Point labeling dataset excerpts:

—————

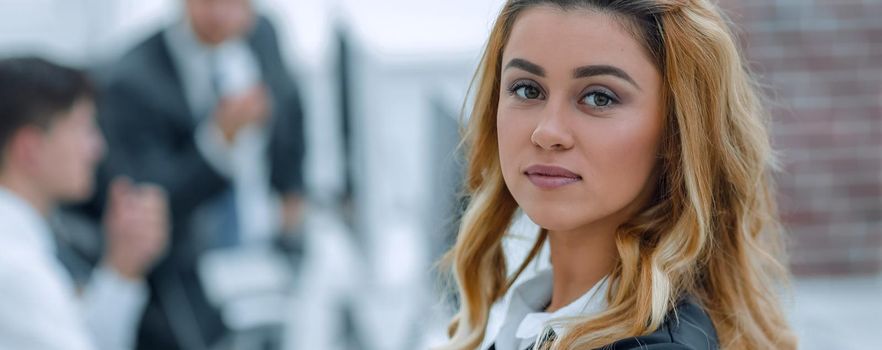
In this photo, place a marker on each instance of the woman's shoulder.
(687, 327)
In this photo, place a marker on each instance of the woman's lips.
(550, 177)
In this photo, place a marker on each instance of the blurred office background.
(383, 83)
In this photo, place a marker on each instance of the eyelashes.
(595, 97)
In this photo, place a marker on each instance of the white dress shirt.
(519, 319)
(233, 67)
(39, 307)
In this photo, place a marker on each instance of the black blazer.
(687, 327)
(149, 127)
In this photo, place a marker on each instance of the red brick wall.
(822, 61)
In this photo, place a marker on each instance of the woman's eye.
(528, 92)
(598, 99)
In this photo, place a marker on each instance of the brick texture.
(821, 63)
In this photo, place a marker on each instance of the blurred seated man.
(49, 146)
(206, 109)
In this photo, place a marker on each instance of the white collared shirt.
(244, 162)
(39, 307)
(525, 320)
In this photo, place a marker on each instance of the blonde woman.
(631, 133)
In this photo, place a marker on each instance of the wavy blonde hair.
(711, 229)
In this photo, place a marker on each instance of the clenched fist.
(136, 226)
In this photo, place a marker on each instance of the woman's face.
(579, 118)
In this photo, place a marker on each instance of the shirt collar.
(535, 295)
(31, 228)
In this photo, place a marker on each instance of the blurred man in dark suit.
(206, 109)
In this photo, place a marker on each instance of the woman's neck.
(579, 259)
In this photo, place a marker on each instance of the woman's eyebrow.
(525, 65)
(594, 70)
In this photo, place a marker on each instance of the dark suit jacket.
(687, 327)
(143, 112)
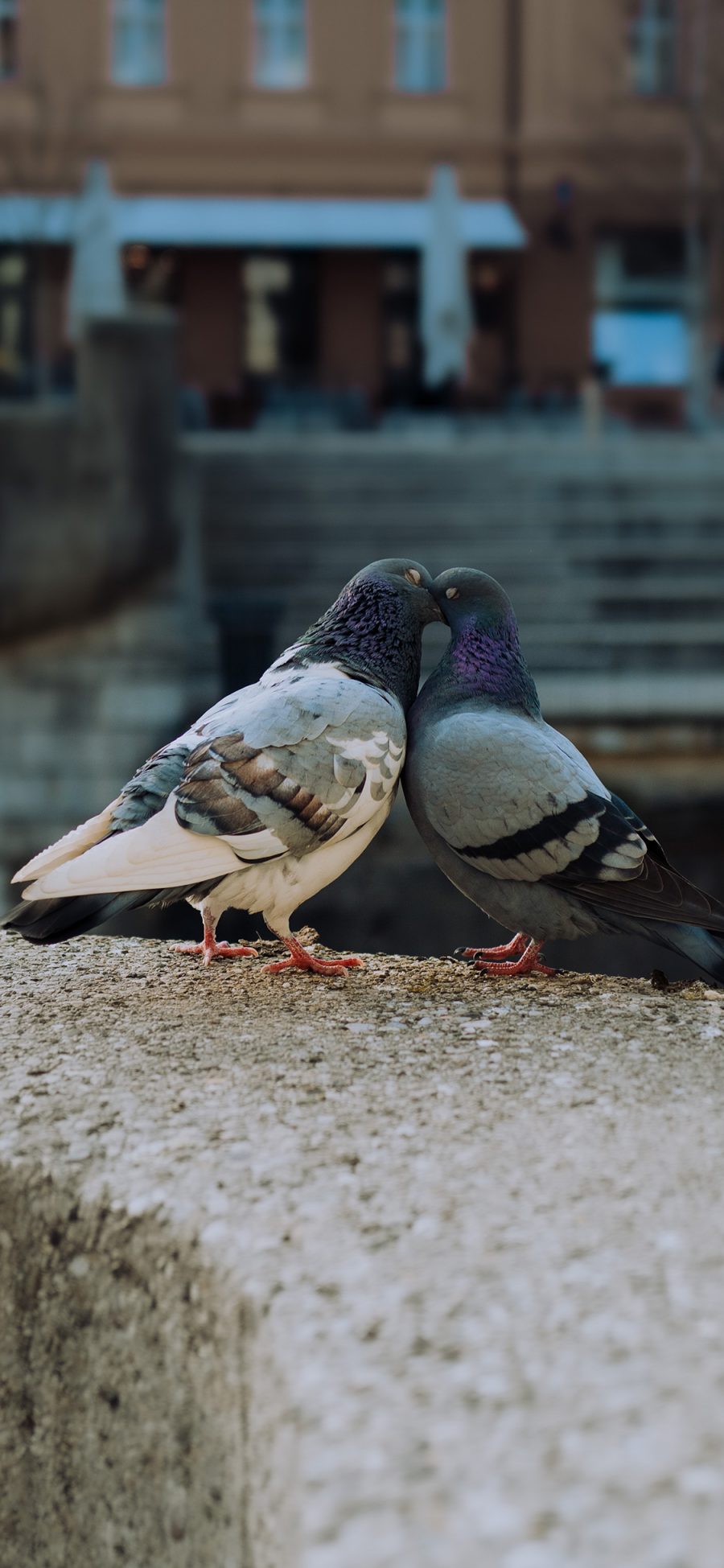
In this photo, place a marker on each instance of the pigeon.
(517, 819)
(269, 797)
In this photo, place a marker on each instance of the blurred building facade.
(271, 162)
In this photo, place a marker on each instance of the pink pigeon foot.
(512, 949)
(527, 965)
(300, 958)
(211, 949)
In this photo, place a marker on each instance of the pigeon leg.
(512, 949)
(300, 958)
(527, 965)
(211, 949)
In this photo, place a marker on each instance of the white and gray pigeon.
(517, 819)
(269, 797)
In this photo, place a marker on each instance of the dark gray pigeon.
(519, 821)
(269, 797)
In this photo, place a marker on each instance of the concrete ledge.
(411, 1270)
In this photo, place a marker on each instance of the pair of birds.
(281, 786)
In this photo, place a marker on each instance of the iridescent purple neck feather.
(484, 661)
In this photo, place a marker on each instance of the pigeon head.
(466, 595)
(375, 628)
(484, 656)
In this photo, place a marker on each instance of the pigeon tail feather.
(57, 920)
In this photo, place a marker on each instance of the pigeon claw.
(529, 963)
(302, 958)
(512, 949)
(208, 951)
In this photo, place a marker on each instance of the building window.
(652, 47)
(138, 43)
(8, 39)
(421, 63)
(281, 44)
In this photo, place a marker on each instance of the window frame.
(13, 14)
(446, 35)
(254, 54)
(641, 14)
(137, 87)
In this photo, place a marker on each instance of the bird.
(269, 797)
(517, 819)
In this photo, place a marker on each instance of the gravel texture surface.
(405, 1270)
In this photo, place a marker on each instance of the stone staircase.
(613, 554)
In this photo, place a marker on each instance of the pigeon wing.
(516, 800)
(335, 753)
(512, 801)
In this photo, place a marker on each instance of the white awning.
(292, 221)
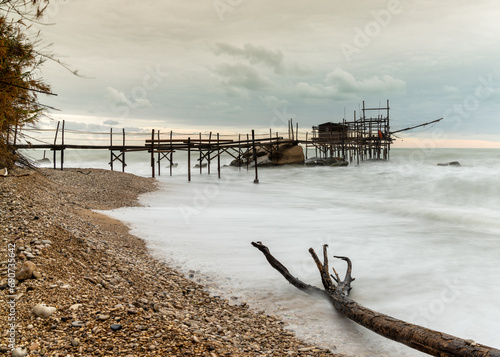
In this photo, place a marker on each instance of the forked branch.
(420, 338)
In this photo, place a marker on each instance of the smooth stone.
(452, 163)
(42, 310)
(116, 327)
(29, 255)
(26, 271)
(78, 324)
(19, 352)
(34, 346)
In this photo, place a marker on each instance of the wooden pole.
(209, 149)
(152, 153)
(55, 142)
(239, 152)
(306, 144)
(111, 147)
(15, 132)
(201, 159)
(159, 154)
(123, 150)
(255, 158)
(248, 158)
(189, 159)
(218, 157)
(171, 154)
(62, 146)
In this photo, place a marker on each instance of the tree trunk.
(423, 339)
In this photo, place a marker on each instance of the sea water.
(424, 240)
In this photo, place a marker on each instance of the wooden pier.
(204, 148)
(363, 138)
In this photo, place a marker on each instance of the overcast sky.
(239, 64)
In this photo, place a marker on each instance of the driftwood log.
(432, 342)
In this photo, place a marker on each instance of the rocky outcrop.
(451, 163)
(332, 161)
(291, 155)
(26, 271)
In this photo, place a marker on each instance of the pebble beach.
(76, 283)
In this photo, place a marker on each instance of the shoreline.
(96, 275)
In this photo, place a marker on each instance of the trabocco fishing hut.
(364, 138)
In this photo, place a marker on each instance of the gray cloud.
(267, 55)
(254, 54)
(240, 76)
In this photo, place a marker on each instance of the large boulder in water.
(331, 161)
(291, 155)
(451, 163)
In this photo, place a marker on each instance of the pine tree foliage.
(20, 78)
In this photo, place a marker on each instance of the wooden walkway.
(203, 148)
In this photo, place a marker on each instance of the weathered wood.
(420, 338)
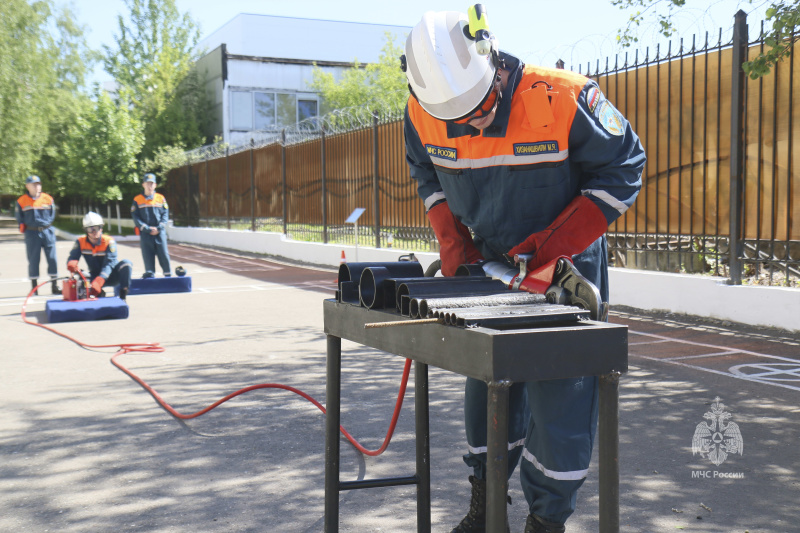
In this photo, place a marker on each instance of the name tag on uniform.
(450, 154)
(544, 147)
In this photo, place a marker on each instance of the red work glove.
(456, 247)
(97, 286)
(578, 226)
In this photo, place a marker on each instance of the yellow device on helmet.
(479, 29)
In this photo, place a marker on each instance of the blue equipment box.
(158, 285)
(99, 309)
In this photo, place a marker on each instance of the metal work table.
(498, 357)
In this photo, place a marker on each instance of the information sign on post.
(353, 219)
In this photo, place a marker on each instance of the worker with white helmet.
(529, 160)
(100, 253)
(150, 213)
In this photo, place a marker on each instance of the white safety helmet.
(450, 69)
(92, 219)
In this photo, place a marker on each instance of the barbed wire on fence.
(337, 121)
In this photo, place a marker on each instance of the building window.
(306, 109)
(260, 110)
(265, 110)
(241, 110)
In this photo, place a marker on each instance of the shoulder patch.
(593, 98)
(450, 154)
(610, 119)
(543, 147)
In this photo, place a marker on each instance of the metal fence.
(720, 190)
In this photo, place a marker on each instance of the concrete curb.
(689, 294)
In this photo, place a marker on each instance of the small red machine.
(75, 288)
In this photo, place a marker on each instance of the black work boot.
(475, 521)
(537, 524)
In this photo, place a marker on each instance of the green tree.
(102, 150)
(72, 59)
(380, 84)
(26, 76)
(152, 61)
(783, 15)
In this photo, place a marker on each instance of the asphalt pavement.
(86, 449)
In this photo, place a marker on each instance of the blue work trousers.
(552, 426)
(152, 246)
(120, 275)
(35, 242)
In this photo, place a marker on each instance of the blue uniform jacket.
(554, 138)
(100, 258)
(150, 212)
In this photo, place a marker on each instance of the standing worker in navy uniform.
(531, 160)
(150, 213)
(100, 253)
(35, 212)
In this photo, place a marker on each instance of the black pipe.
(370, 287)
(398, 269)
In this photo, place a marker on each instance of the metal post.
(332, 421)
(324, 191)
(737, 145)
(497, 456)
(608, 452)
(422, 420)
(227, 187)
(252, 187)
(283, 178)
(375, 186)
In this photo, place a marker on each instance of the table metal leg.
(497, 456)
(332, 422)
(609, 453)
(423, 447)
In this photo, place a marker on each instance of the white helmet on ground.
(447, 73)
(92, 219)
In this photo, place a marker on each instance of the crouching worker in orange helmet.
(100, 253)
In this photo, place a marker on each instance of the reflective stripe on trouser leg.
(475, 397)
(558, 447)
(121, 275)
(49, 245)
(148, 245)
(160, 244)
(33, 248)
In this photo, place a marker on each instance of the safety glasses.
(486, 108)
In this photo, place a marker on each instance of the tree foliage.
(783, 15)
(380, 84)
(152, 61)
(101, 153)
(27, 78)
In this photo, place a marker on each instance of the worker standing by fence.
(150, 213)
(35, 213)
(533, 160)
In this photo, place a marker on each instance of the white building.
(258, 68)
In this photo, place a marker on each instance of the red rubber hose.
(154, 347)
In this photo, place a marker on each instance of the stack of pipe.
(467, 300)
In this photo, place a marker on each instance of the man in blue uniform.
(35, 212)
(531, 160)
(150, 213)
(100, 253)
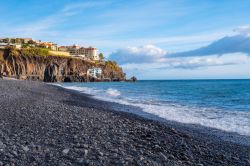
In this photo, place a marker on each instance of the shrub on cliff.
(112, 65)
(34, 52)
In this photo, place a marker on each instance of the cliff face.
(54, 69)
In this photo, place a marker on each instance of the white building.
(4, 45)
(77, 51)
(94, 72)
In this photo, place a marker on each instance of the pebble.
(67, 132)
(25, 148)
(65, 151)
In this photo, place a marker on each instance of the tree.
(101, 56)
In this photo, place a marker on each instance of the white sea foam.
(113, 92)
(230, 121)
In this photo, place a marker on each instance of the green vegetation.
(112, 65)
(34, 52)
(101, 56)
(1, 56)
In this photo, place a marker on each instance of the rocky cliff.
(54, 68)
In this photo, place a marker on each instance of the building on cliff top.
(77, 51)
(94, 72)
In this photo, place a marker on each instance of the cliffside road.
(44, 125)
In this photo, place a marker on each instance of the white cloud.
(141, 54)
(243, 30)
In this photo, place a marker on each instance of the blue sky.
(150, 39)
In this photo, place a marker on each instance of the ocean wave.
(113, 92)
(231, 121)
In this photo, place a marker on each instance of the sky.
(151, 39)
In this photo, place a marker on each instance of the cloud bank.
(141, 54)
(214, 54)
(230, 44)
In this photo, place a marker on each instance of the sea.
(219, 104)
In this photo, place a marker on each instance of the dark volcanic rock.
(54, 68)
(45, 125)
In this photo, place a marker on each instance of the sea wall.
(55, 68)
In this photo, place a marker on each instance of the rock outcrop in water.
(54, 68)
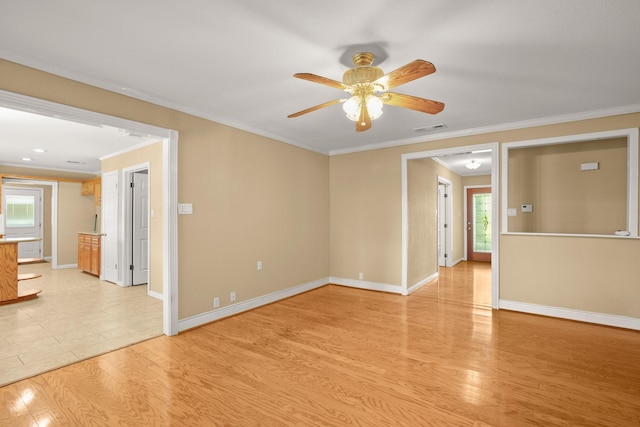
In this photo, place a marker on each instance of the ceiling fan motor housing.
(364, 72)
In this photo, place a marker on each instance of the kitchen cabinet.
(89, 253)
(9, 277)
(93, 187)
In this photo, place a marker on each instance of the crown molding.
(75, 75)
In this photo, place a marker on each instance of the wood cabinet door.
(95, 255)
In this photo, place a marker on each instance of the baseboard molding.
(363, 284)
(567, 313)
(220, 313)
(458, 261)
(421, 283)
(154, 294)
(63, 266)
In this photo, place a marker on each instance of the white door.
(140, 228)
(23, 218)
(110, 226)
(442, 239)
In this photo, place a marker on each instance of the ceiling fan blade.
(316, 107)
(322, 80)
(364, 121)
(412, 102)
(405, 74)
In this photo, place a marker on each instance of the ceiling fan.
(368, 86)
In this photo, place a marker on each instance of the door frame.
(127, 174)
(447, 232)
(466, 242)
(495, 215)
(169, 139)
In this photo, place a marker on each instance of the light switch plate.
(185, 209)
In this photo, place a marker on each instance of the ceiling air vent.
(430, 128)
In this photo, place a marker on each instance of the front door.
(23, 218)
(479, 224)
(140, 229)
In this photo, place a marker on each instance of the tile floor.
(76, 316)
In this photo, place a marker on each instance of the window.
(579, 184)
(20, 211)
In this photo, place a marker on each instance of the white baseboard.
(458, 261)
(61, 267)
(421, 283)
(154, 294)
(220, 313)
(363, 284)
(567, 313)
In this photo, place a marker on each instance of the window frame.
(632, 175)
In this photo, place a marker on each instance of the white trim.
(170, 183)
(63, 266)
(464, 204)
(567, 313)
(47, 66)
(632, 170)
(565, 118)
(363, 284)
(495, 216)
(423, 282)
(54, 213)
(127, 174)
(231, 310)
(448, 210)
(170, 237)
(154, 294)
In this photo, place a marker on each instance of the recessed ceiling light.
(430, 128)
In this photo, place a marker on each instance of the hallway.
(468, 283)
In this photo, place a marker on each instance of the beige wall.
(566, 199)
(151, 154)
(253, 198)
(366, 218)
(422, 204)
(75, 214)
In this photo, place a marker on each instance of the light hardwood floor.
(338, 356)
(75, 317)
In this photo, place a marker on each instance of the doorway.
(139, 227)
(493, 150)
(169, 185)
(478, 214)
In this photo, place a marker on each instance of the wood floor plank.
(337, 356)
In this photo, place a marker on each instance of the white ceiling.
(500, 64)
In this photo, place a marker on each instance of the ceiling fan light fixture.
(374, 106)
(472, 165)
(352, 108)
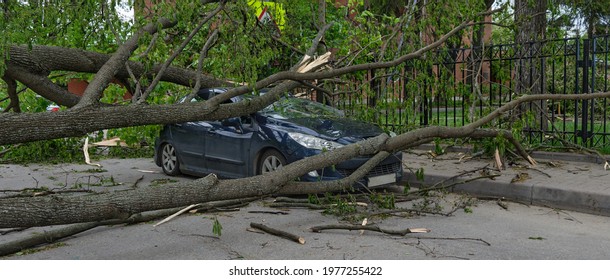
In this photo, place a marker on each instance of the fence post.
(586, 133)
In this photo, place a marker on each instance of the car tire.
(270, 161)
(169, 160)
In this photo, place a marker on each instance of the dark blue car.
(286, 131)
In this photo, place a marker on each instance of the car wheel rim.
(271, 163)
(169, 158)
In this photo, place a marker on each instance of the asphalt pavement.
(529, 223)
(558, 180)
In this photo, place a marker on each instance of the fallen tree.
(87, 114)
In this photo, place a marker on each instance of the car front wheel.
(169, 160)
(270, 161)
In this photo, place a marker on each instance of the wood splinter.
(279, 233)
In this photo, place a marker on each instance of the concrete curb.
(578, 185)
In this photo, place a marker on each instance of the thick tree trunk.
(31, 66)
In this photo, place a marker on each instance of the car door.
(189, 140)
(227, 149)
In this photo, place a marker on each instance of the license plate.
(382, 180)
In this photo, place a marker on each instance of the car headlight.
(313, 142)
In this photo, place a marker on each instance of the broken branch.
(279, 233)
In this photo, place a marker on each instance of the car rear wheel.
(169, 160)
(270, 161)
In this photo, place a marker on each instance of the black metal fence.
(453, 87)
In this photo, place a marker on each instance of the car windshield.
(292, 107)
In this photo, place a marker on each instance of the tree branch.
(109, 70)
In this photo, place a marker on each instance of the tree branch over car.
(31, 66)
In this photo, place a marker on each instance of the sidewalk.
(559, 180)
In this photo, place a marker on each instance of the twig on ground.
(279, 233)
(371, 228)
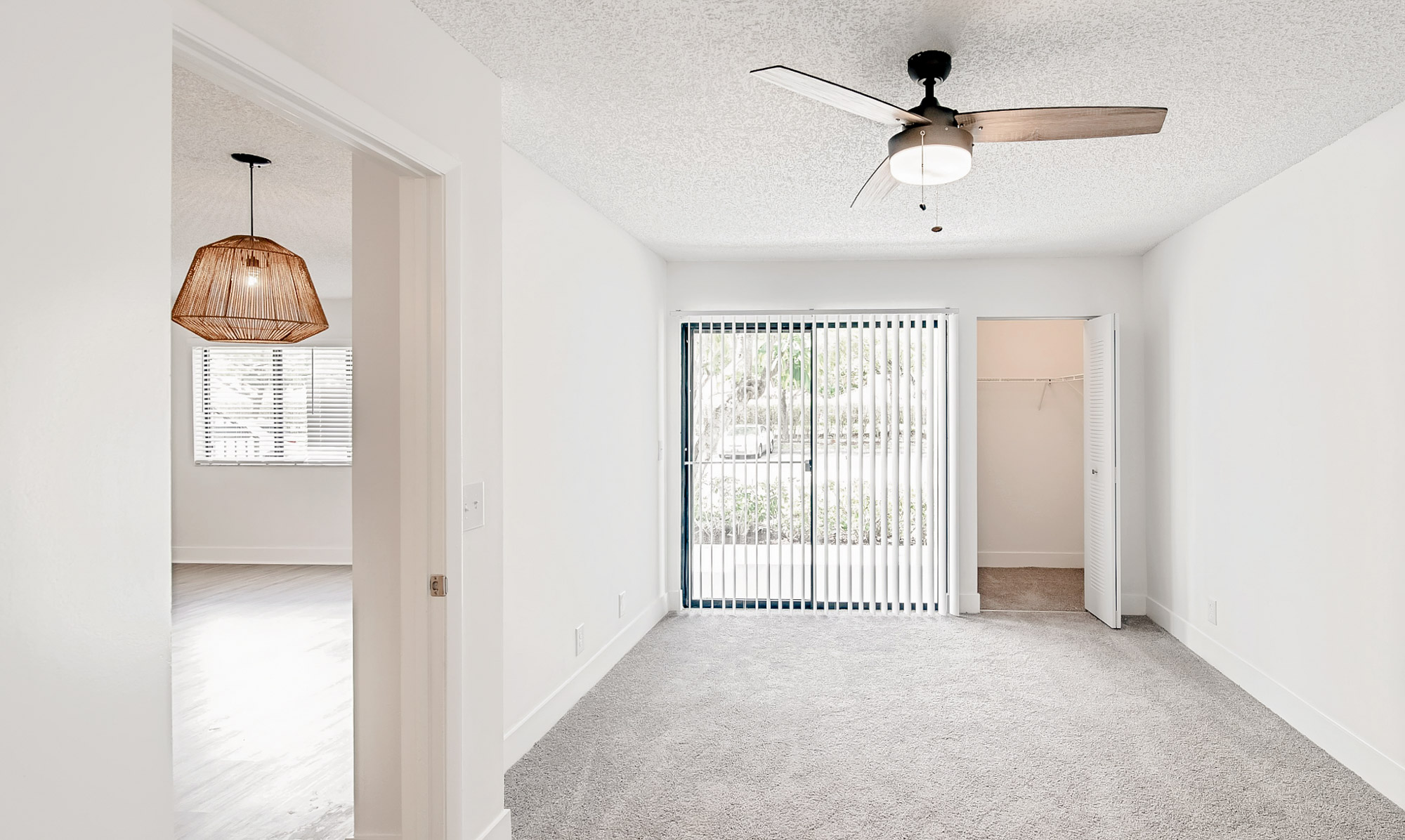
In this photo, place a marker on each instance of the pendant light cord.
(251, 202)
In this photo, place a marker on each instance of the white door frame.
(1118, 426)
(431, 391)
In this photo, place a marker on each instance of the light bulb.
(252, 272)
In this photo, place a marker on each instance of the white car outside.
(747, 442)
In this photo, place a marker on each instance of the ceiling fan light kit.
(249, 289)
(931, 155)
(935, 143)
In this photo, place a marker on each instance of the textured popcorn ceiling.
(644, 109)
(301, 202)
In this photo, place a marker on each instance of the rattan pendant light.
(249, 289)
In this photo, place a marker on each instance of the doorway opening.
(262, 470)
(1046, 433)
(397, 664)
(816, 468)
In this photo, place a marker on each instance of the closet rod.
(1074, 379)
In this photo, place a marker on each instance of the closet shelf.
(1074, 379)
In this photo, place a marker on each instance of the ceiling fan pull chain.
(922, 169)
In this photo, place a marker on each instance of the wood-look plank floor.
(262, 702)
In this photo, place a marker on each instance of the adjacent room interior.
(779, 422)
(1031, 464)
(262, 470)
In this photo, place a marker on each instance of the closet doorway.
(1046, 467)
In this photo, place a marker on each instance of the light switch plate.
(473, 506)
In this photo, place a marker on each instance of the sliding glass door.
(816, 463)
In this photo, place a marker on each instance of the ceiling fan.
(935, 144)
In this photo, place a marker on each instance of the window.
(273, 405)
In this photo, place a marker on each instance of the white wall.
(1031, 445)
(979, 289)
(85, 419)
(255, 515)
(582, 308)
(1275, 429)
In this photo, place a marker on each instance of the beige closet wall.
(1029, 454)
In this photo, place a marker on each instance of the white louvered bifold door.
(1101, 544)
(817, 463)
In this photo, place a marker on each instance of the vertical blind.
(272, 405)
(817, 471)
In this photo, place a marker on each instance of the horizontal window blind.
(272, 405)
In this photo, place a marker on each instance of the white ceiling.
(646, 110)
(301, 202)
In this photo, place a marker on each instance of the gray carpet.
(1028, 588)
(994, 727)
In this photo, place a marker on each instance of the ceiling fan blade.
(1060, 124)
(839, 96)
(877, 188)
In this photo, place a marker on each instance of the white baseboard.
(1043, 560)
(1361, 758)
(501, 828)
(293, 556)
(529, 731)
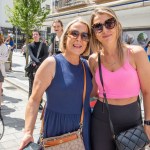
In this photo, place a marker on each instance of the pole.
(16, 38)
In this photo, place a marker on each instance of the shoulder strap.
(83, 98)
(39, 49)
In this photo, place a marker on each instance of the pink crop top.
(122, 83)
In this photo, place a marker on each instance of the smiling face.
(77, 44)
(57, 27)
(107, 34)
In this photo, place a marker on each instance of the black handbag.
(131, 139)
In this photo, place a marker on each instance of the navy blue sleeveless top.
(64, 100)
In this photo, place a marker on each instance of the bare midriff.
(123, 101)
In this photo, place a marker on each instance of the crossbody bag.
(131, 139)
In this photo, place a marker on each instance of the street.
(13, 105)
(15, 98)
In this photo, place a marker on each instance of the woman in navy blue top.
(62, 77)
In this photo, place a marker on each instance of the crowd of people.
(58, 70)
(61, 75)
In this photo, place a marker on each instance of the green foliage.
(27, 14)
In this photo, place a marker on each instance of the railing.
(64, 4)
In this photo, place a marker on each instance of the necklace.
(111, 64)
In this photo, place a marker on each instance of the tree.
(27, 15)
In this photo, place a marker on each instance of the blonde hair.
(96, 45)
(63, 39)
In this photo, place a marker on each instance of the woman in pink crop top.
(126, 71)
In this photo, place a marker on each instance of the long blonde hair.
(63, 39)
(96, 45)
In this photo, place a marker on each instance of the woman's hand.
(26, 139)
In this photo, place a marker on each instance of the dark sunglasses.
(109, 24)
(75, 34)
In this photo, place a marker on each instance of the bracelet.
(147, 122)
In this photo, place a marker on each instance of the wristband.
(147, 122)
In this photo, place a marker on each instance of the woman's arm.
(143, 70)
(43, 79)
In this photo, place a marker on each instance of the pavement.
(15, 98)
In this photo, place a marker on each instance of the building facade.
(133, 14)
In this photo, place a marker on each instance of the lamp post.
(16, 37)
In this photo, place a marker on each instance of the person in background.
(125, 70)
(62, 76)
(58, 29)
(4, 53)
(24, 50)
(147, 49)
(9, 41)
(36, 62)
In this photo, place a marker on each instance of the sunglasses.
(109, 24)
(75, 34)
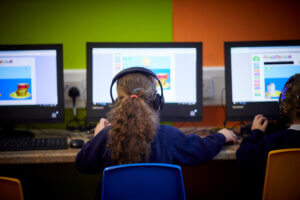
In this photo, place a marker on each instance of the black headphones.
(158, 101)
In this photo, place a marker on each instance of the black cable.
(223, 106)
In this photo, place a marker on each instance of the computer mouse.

—————

Exactly as written, set down the lines from the line holding "crowd of people." to the last line of the data, both ends included, pictures excluded.

**EXERCISE SOLUTION:**
In this photo, place a marker on each instance of the crowd of people.
(58, 70)
(61, 75)
In this photo, place a marker on each instance of the green foliage.
(27, 14)
In this photo, place a marker on each instance of the railing.
(64, 4)
In this photo, place a marker on each instance of the necklace.
(111, 64)
In this photo, place a marker on each instance of the tree.
(27, 15)
In this photo, place a marker on each instance of the blonde hair.
(96, 45)
(63, 39)
In this photo, place a marker on each instance of the woman in pink crop top.
(126, 71)
In this photo, place a marker on each instance of the long blonde hair.
(63, 39)
(96, 45)
In this photo, place a marker on each instance of the woman's hand.
(26, 139)
In this photo, place a marker on each instance of the dark sunglasses.
(109, 24)
(75, 34)
In this photo, place a marker on each instance of the bracelet.
(147, 122)
In this photo, place a marker on each instance of the wristband.
(147, 122)
In this photo, place a marker on each instance of the woman's arm.
(143, 70)
(43, 79)
In this photo, place a marker on each instance of the pavement.
(15, 98)
In this photo, place a marker on each instance of the building facade.
(133, 14)
In this photo, place a marker on each instance of the lamp post.
(16, 37)
In this photo, place a marker on each instance of the person in background.
(125, 70)
(62, 76)
(58, 29)
(4, 53)
(24, 50)
(147, 49)
(9, 41)
(36, 62)
In this photo, place a marker on each instance of the sunglasses.
(109, 24)
(75, 34)
In this photo, place a marker on each instance of the black headphones.
(158, 101)
In this photo, place a marker on each instance of the black cable.
(223, 106)
In this photo, place a marker on each instance of the computer mouse.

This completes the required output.